**Exercise directions:** Show every line below that contains the word "texture", treating uppercase and lowercase as different.

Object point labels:

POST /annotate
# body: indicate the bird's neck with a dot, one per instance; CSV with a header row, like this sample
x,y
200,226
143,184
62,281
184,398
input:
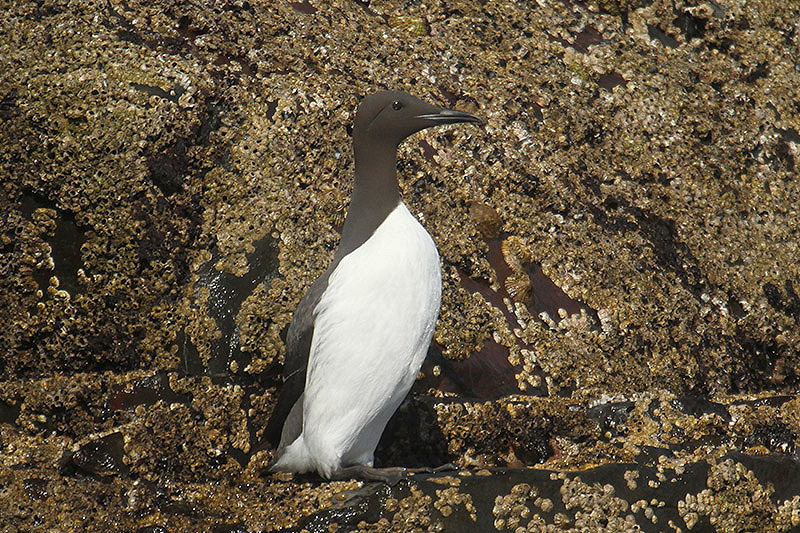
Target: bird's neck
x,y
375,195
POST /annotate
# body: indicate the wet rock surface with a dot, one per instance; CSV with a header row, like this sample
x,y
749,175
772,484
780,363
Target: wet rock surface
x,y
618,347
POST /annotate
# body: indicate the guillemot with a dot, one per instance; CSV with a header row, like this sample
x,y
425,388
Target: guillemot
x,y
361,332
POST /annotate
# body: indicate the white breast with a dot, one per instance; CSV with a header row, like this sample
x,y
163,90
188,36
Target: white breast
x,y
372,329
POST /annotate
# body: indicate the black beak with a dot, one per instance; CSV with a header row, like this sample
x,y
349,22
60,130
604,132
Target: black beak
x,y
449,116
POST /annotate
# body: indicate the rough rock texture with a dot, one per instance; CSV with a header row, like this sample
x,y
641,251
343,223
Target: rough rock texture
x,y
619,343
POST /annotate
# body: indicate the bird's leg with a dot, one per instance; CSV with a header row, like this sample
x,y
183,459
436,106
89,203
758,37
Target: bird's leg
x,y
389,475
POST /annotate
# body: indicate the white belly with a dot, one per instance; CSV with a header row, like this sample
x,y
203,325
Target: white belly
x,y
372,330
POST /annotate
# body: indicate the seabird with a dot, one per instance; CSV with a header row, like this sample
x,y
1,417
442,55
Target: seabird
x,y
361,332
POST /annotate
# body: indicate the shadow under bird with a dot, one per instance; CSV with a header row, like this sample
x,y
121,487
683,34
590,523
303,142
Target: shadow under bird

**Answer for this exercise:**
# body: indicate the rough rock texture with a dot, one per instance; CSV with a header row, like this sample
Target: rough rock texture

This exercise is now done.